= The problem =
Line count for "image": give how many lines in the data below contain it, with no other words.

(Stored records)
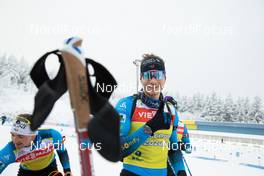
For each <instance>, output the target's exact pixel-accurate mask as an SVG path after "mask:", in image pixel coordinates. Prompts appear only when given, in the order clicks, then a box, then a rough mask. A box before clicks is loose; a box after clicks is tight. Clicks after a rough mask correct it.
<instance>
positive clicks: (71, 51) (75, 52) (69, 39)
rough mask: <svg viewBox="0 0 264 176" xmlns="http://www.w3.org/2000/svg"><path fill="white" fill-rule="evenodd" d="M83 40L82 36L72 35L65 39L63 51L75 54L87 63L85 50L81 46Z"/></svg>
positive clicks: (77, 57)
mask: <svg viewBox="0 0 264 176" xmlns="http://www.w3.org/2000/svg"><path fill="white" fill-rule="evenodd" d="M82 41H83V40H82V39H81V38H80V37H70V38H68V39H66V40H65V41H64V46H63V48H62V49H61V51H62V52H68V53H71V54H73V55H74V56H75V57H77V58H78V59H79V60H80V61H81V62H82V64H83V65H85V59H84V56H83V55H84V52H83V50H82V48H81V45H82Z"/></svg>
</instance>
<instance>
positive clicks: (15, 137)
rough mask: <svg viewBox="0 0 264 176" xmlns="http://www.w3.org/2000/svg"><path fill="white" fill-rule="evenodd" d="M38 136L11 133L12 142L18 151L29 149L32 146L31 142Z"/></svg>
mask: <svg viewBox="0 0 264 176" xmlns="http://www.w3.org/2000/svg"><path fill="white" fill-rule="evenodd" d="M35 137H36V135H32V136H24V135H20V134H16V133H12V132H11V138H12V141H13V143H14V145H15V147H16V149H21V148H23V147H27V146H30V145H31V141H33V140H34V139H35Z"/></svg>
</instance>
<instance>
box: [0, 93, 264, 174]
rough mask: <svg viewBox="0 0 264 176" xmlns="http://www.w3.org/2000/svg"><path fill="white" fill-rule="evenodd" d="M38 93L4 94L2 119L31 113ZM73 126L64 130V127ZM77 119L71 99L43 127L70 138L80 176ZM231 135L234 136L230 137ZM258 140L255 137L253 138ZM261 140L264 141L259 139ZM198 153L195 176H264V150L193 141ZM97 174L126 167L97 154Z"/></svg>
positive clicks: (192, 160) (252, 146) (64, 96)
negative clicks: (105, 158) (75, 125)
mask: <svg viewBox="0 0 264 176" xmlns="http://www.w3.org/2000/svg"><path fill="white" fill-rule="evenodd" d="M33 97H34V93H32V92H28V93H25V92H24V91H18V90H13V89H9V90H8V91H7V90H1V92H0V104H1V105H0V115H2V114H6V115H10V116H12V115H15V114H17V113H24V112H31V111H32V108H33ZM62 122H63V123H65V124H68V125H69V126H64V127H63V126H61V125H60V124H61V123H62ZM72 125H73V117H72V113H71V110H70V105H69V101H68V97H67V95H65V96H64V97H63V98H62V99H61V100H60V101H59V102H57V103H56V105H55V107H54V110H53V111H52V113H51V114H50V117H49V118H48V119H47V121H46V125H45V126H43V127H49V128H55V129H57V130H58V131H60V132H61V133H62V134H63V135H65V136H66V142H65V145H66V147H67V149H68V151H69V156H70V162H71V168H72V170H73V174H74V176H80V167H79V156H78V146H77V140H76V137H75V132H74V129H73V128H72ZM9 130H10V126H8V125H4V126H0V133H1V137H0V149H1V148H3V147H4V146H5V145H6V144H7V142H9V140H10V133H9ZM230 135H231V134H230ZM251 137H254V136H251ZM256 138H261V139H263V136H262V137H256ZM192 142H193V146H194V151H193V153H192V154H190V155H186V156H185V158H186V160H187V163H188V165H189V167H190V169H191V172H192V175H193V176H264V146H263V145H256V144H242V143H239V142H237V143H234V142H228V141H225V142H224V143H221V142H220V141H216V140H212V139H200V138H195V139H192ZM93 161H94V170H95V174H96V175H97V176H103V175H108V176H117V175H119V172H120V170H121V168H122V163H120V162H119V163H111V162H108V161H106V160H104V159H103V158H102V157H101V156H100V155H99V154H98V153H97V152H96V151H94V152H93ZM17 169H18V164H12V165H10V166H8V167H7V169H6V170H5V171H4V172H3V173H2V174H1V175H3V176H12V175H16V173H17Z"/></svg>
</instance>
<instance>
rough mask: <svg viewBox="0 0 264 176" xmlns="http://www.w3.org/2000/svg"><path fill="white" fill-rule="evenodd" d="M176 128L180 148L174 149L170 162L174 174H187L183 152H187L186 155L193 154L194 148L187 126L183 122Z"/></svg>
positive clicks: (170, 156)
mask: <svg viewBox="0 0 264 176" xmlns="http://www.w3.org/2000/svg"><path fill="white" fill-rule="evenodd" d="M175 128H176V131H177V139H178V143H179V145H178V148H172V150H173V151H171V152H170V153H169V160H170V163H171V165H172V168H173V172H174V173H175V175H177V174H178V173H179V171H185V172H186V168H185V165H184V161H183V153H182V151H185V153H191V152H192V146H191V143H190V138H189V133H188V130H187V127H186V125H185V124H184V123H183V122H182V121H179V122H178V124H177V126H176V127H175Z"/></svg>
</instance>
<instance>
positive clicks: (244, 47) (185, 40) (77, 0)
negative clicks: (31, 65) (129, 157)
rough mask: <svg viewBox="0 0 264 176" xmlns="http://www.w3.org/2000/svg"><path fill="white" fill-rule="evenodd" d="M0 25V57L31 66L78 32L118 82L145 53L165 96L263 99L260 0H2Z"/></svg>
mask: <svg viewBox="0 0 264 176" xmlns="http://www.w3.org/2000/svg"><path fill="white" fill-rule="evenodd" d="M0 24H1V25H0V39H1V40H0V55H3V54H4V53H6V54H8V55H10V54H13V55H15V56H16V57H19V58H21V57H24V58H25V59H26V60H28V61H29V62H31V63H33V62H34V61H35V60H36V59H37V58H38V57H39V56H41V55H42V54H44V53H45V52H47V51H50V50H53V49H56V48H59V47H61V44H62V41H64V39H65V38H68V37H71V36H76V35H77V36H80V37H82V38H83V39H84V43H83V44H84V51H85V52H86V56H88V57H92V58H94V59H96V60H97V61H100V62H101V63H103V64H104V65H105V66H106V67H107V68H109V70H110V71H111V72H112V73H113V74H114V76H115V77H116V79H117V80H118V82H119V83H120V84H124V83H125V84H132V83H135V66H134V65H133V64H132V61H133V60H134V59H141V55H142V54H143V53H149V52H151V53H154V54H156V55H158V56H160V57H162V58H163V59H164V60H165V62H166V68H167V89H168V90H170V91H173V92H179V93H180V94H182V95H192V94H194V93H196V92H201V93H204V94H208V93H211V92H213V91H215V92H216V93H217V94H220V95H227V94H229V93H231V94H232V95H234V96H251V97H253V96H255V95H259V96H262V97H264V81H263V80H264V79H263V75H264V44H263V43H264V1H263V0H218V1H216V0H199V1H198V0H184V1H182V0H130V1H126V0H105V1H101V0H94V1H91V0H82V1H81V0H74V1H69V0H68V1H67V0H45V1H37V0H23V1H21V0H17V1H14V0H1V1H0Z"/></svg>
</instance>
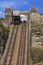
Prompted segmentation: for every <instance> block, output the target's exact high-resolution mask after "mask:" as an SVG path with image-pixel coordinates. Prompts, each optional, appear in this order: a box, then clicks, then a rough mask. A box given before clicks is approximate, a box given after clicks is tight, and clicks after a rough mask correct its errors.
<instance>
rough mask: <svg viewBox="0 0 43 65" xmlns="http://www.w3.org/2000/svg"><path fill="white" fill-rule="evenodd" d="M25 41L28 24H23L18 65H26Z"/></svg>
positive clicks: (18, 54) (18, 55) (19, 46)
mask: <svg viewBox="0 0 43 65" xmlns="http://www.w3.org/2000/svg"><path fill="white" fill-rule="evenodd" d="M25 40H26V24H23V27H22V33H21V39H20V46H19V52H18V60H17V65H24V55H25Z"/></svg>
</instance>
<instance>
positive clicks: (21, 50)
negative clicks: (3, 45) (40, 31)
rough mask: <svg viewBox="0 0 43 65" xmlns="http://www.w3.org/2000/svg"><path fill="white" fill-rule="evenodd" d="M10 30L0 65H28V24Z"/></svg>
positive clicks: (23, 23) (28, 45)
mask: <svg viewBox="0 0 43 65" xmlns="http://www.w3.org/2000/svg"><path fill="white" fill-rule="evenodd" d="M11 28H12V29H11V31H10V33H9V39H8V41H7V45H6V47H5V52H4V54H3V56H2V59H1V65H29V52H30V51H29V50H30V49H29V24H26V23H25V24H24V23H23V24H21V25H15V26H14V25H13V26H12V27H11ZM28 49H29V50H28Z"/></svg>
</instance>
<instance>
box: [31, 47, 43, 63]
mask: <svg viewBox="0 0 43 65" xmlns="http://www.w3.org/2000/svg"><path fill="white" fill-rule="evenodd" d="M31 57H32V61H33V64H34V63H39V62H42V61H43V49H41V48H35V47H33V48H31Z"/></svg>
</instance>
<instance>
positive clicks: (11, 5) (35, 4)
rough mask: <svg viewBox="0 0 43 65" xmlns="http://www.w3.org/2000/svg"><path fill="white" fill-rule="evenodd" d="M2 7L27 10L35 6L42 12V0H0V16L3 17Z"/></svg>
mask: <svg viewBox="0 0 43 65" xmlns="http://www.w3.org/2000/svg"><path fill="white" fill-rule="evenodd" d="M4 7H7V8H9V7H10V8H12V10H20V11H29V9H30V7H37V8H38V12H39V13H43V0H0V17H4Z"/></svg>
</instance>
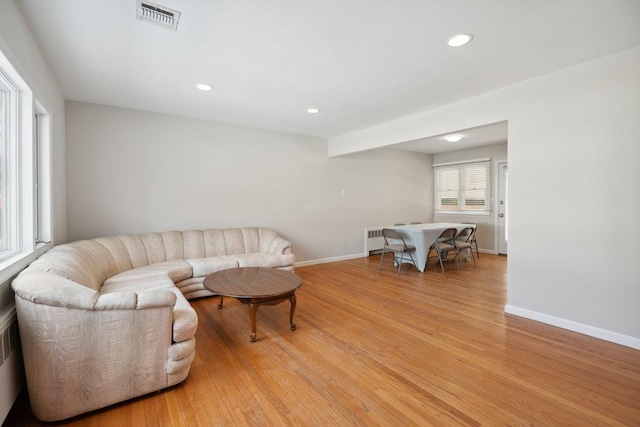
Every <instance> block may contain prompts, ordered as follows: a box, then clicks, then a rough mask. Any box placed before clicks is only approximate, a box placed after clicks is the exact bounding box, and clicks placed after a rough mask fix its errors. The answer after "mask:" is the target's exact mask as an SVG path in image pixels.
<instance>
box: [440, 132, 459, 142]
mask: <svg viewBox="0 0 640 427" xmlns="http://www.w3.org/2000/svg"><path fill="white" fill-rule="evenodd" d="M444 139H446V140H447V141H449V142H458V141H460V140H461V139H462V135H458V134H455V135H447V136H445V137H444Z"/></svg>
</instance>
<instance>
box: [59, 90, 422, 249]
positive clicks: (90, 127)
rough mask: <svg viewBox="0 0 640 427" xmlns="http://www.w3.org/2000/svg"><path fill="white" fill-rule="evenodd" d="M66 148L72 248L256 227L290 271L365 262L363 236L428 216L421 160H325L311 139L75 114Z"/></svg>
mask: <svg viewBox="0 0 640 427" xmlns="http://www.w3.org/2000/svg"><path fill="white" fill-rule="evenodd" d="M67 139H68V143H67V171H68V178H67V180H68V182H67V191H68V214H69V239H70V240H78V239H85V238H92V237H97V236H104V235H113V234H120V233H140V232H146V231H164V230H173V229H177V230H183V229H190V228H223V227H241V226H265V227H272V228H274V229H276V230H277V231H278V232H279V233H280V234H281V235H282V236H284V237H285V238H287V239H289V240H291V241H292V242H293V243H294V253H295V254H296V258H297V260H298V261H309V260H325V259H327V258H331V259H332V258H339V257H348V256H352V255H358V254H362V253H363V251H364V239H363V230H364V228H366V227H373V226H380V225H388V224H391V223H393V222H395V221H396V220H397V218H398V217H399V216H401V217H403V218H421V217H424V216H425V215H426V213H428V212H430V211H432V195H431V194H432V193H431V192H432V188H431V187H432V179H433V178H432V167H431V164H432V158H431V156H430V155H415V154H414V153H408V152H400V151H398V150H391V149H389V150H381V151H372V152H367V153H360V154H354V155H350V156H344V157H341V158H334V159H331V158H328V157H327V142H326V140H324V139H320V138H314V137H308V136H302V135H294V134H287V133H281V132H274V131H265V130H259V129H251V128H246V127H241V126H234V125H227V124H221V123H214V122H209V121H203V120H195V119H187V118H181V117H176V116H169V115H162V114H156V113H148V112H141V111H134V110H126V109H121V108H114V107H105V106H100V105H95V104H87V103H78V102H67ZM343 189H344V190H345V191H346V196H342V190H343ZM342 239H347V246H346V247H343V246H342V245H341V244H342Z"/></svg>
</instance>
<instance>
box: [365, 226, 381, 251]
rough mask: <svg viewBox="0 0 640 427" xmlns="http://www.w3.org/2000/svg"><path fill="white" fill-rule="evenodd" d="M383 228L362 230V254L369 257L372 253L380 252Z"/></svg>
mask: <svg viewBox="0 0 640 427" xmlns="http://www.w3.org/2000/svg"><path fill="white" fill-rule="evenodd" d="M383 228H384V227H376V228H365V229H364V253H365V254H366V255H367V256H369V255H371V253H372V252H378V251H382V248H383V247H384V238H383V237H382V229H383Z"/></svg>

= Expected output =
3